### Ejercicio breve 1
Anota todas las referencias que aparecen entre paréntesis en el texto sobre Calvino.
### Ejercicio breve 2
Reúne cada línea del listado que contenga la palabra "Need". Fíjate en las mayúsculas y minúsculas.

### Texto para leer
Este esfuerzo tiene que manifestarse particularmente por nuestra obediencia. Sólo marchando por los senderos de la obediencia se puede verdaderamente contar con la ayuda de Dios. Sin nuestra obediencia la confianza es ilusoria. Sólo pasando por donde Dios manda, no estamos expuestos al abandono (O. C., XVII, 538). Si no queremos cerrar la puerta de Su gracia deliberadamente, hemos de no fallar en nuestro deber (O. C., XIX, 350). ¿Cómo podría Calvino no hablar de obediencia? La sublime afirmación de la soberanía de Dios, de la cual fluye la seguridad de Su providencia, implica nuestra obediencia. Y porque Dios es soberano, no nos pertenecemos, sino que lo hacemos en el Señor. «Pueda, por tanto, Su voluntad y su sabiduría gobernar sobre todas nuestras acciones; y puedan todos los aspectos de nuestras vidas ser referidos a Él como su única meta» (Inst., III, vii, 1). Calvino emplea incesantemente este mismo tema en sus cartas y en sus sermones. Este es un programa para toda la vida y una vieja fórmula de nuestros padres: ¡Para el honor y la gloria de Dios!

Es evidente que muchos pasajes de las Instituciones puede considerarse que se refieren a la guía espiritual. Leyendo las Instituciones sentimos frecuentemente que estamos leyendo una carta dirigida a nosotros personalmente, o escuchando en la intimidad de un tete á tete el consejo paternal de un pastor que nos conduce con seguridad y firmeza por los senderos de la vida cristiana.

La doctrina de la providencia, que es la gran fuerza del cristiano en sus tribulaciones, es también el gran consuelo de los que sufren por la muerte de sus seres queridos, ya que la muerte no es un factor del azar, sino más bien una manifestación de la voluntad de Dios hacia nosotros, puesto que nada sucede fuera de Su designio. Aquí está implicada la misma visión de la soberanía de Dios. Puesto que todo procede de Él, tenemos que recibir sin protesta y con confianza todo lo que Él nos dispense, ya que Dios no hace nada que no sea justo y sabio, aunque no podamos comprender Sus actos.

Respecto a la muerte que nos aguarda a todos, Calvino sabe bien que es salario del pecado y, por tanto, el rey de los terrores, «como un vestíbulo a los abismos del infierno». Pero la fe nos permite sobreponernos el horror de la muerte, ya que la muerte queda anulada en la victoria de Cristo. Para el cristiano, la muerte está coronada por la gloria de la resurrección; es el gran día de la esperanza. «Podemos, por tanto, llegar a Dios con la frente alta cuando El nos llama a Su presencia.»

(Datos registrados)
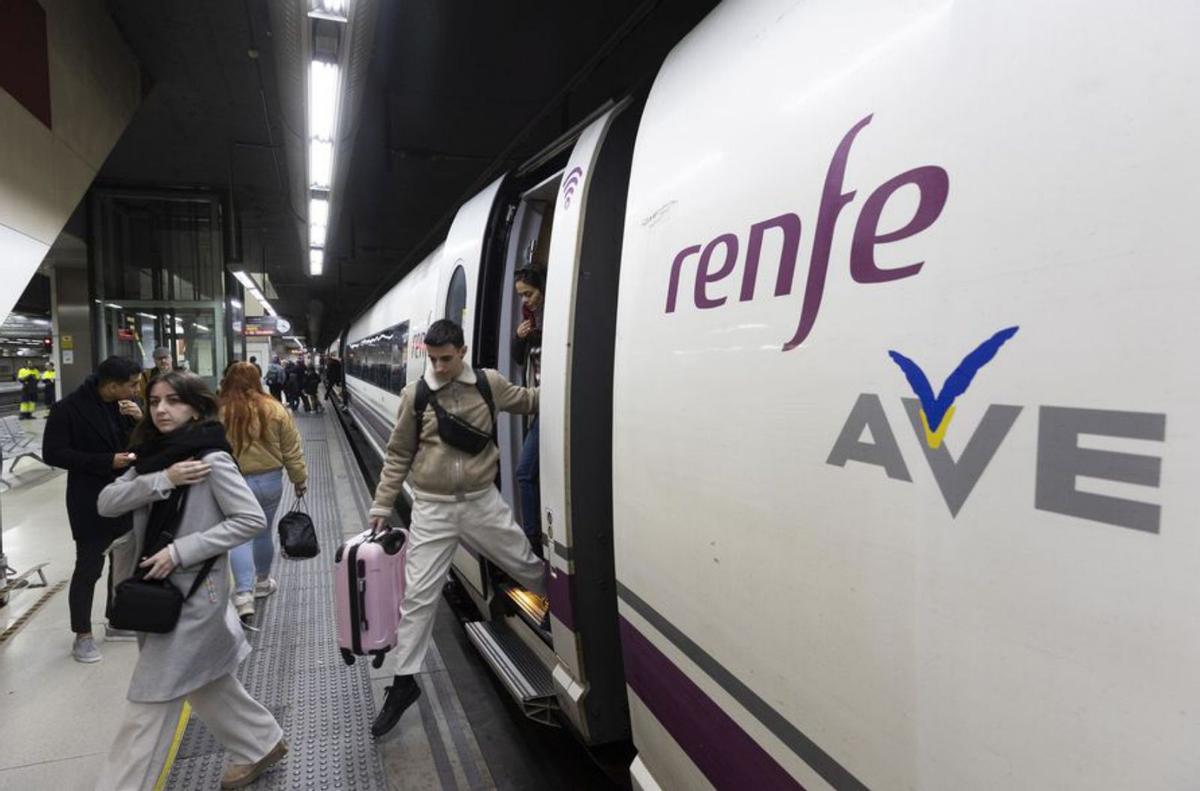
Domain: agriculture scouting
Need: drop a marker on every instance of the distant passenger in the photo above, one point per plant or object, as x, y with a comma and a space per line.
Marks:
311, 383
181, 449
275, 378
333, 376
29, 377
49, 379
293, 383
88, 435
161, 363
451, 468
265, 442
531, 285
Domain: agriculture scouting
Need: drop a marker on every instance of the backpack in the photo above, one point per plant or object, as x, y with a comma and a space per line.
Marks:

### Resultado esperado 1
O. C., XVII, 538
O. C., XIX, 350
Inst., III, vii, 1

### Resultado esperado 2
Need: drop a marker on every instance of the distant passenger in the photo above, one point per plant or object, as x, y with a comma and a space per line.
Need: drop a marker on every instance of the backpack in the photo above, one point per plant or object, as x, y with a comma and a space per line.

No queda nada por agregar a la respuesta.